## [WORK INSTRUCTIONS]
Write out all of the rows below again, without changing a single character.

-- Start of STORED DATA --

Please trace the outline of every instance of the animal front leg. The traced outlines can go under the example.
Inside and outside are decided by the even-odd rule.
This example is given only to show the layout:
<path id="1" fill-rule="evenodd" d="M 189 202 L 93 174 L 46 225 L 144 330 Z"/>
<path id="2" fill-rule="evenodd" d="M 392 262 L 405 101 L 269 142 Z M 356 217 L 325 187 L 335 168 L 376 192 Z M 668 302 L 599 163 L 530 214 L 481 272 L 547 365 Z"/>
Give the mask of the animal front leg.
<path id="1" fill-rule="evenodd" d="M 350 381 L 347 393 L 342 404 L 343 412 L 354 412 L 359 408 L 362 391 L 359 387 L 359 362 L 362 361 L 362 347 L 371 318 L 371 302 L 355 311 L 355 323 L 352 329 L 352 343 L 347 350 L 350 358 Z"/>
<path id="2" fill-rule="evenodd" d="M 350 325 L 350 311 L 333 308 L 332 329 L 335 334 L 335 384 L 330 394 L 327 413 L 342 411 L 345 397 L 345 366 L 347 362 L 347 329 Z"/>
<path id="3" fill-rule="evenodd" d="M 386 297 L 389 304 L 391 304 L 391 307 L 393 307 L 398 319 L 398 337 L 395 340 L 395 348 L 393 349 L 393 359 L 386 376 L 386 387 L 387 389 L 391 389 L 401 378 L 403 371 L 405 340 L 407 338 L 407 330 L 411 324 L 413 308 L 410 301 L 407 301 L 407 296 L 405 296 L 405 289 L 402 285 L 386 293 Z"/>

-- End of STORED DATA --

## [THE REPLY]
Please trace the outline of every instance of the animal front leg. The traced outlines can go under the example.
Inside and outside are decided by the even-odd rule.
This example is given only to show the layout:
<path id="1" fill-rule="evenodd" d="M 189 202 L 93 174 L 46 225 L 144 330 Z"/>
<path id="2" fill-rule="evenodd" d="M 392 262 L 405 101 L 269 142 Z M 356 217 L 325 187 L 335 168 L 376 192 Z M 668 302 L 599 163 L 530 214 L 481 272 L 547 365 Z"/>
Give the mask of the animal front leg.
<path id="1" fill-rule="evenodd" d="M 350 381 L 347 393 L 342 404 L 343 412 L 354 412 L 359 408 L 362 391 L 359 387 L 359 362 L 362 361 L 362 347 L 371 318 L 371 302 L 355 311 L 355 323 L 352 329 L 352 343 L 347 350 L 350 358 Z"/>
<path id="2" fill-rule="evenodd" d="M 350 325 L 350 311 L 333 308 L 332 329 L 335 334 L 335 384 L 330 394 L 327 413 L 342 411 L 345 397 L 345 366 L 347 362 L 347 329 Z"/>
<path id="3" fill-rule="evenodd" d="M 386 297 L 389 304 L 391 304 L 391 307 L 393 307 L 398 319 L 398 337 L 395 340 L 395 348 L 393 349 L 393 359 L 386 376 L 386 387 L 387 389 L 391 389 L 401 378 L 403 371 L 405 340 L 407 338 L 407 330 L 411 324 L 413 308 L 410 301 L 407 301 L 407 296 L 405 296 L 405 289 L 402 285 L 386 293 Z"/>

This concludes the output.